**EXTRACT:**
= = = = = = =

But he has prepared a comparison of what he calls “notional cost of service” per million Btu comparing commercial terms (30 percent equity at 12 percent return and 70 percent debt at 8 percent) and a utility-type structure (20 percent equity at 12 percent return and 80 percent debt at 5 percent), comparing the development authority’s LNG proposal and the highway project.

These costs of service, he said, do not include wellhead value of natural gas.

If the development authority built a project on commercial terms, its LNG project would have a cost of service of $2.51 per million Btu, compared to $2.27 per million Btu for the highway project.

Built on utility terms, the authority’s project would have a cost of service of $1.94 per million Btu, compared to $1.79 per million Btu for the highway project.

Throughput for the LNG project would be 2 billion cubic feet per day, compared to 4.5 bcf for the highway project. Total capital costs are $10.5 billion for the LNG project, $19 billion for the highway project.

Heinze said this notional cost of service is not a tariff, but “a way of trying to describe, in one number, the relative economics” of a project. Then you add the wellhead value, and “that tells you something about what you have to get in the market for it to work.”

If you add a dollar for the wellhead value, he said, that’s $3.51 for the authority’s project. “What that says is, you can satisfy those basic economic conditions — debt, equity, return on equity — if I get $3.51 in the market.”

And right now the market is more than $5.

= = = = = = =

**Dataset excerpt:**
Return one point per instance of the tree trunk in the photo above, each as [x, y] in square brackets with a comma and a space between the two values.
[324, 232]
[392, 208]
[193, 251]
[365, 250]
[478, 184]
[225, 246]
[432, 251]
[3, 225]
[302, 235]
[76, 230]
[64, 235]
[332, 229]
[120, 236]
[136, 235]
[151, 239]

= = = = = = =

**OBJECTIVES:**
• a. According to the LNG cost comparison, what is the total capital cost of the highway project?
• b. Copy the stretch of the LNG cost comparison from "Heinze said this" through "more than $5.", and swap "wellhead value" for "production cost" wherever it occurs.
• c. Pick up the LNG cost comparison after its final sentence and carry it further.
Nothing in the dataset excerpt is needed for the work asked here.

**ANSWERS TO EACH TASK:**
• a. $19 billion.

• b.
Heinze said this notional cost of service is not a tariff, but “a way of trying to describe, in one number, the relative economics” of a project. Then you add the production cost, and “that tells you something about what you have to get in the market for it to work.”

If you add a dollar for the production cost, he said, that’s $3.51 for the authority’s project. “What that says is, you can satisfy those basic economic conditions — debt, equity, return on equity — if I get $3.51 in the market.”

And right now the market is more than $5.

• c.
Qatar will set price floor

“Well, nobody expects it to be five bucks forever. People use three and a half as a good testing point because that’s the number that people describe Qatar delivering LNG to the United States,” Heinze said.

“And at 900 trillion cubic feet, they are the 8,000-pound gorilla of this thing. What they can do starts to affect what everybody does.”

What Qatar has done, he said, is make deals with the major oil companies to sell at the wellhead and the companies make all the investment and incur all of the risk downstream of the wellhead, and also make all the profit.

And even if the mega-majors can deliver at $3.50, that doesn’t necessarily mean they will.

“I don’t think there’s going to be a ‘gaspec’ but I think the mega-majors will play a role that looks more like OPEC” in the gas business, Heinze said, just to provide some supply-demand price discipline.

And LNG out of Qatar will set the price floor because of the large supply there. “It can go below that, but it can’t stay below that for a long time, because the guy with the big supply rules the day.”

And the high end? That will be set by alternatives to gas, and if you look at the $5 price today, he said, “there aren’t a lot of people switching to oil or coal. They’re still using gas, even though it’s a lot more than it was.”

Authority’s costs in range

At $2.51, looking at a range of projects around the world from $2.20 to $2.60, the authority’s LNG notional cost number is at the high end, Heinze said, “but it’s in the range.”

What the authority is working on now is demonstrating that the project is feasible, “and that’s what these numbers say — we’re feasible.

“It doesn’t say it’s a good investment, it doesn’t say it’s the best investment. Those are issues that come down the road. But is there a project here that I can define that makes sense economically? And the answer is yes.”

Heinze said he knows the project is feasible by looking at Sakhalin.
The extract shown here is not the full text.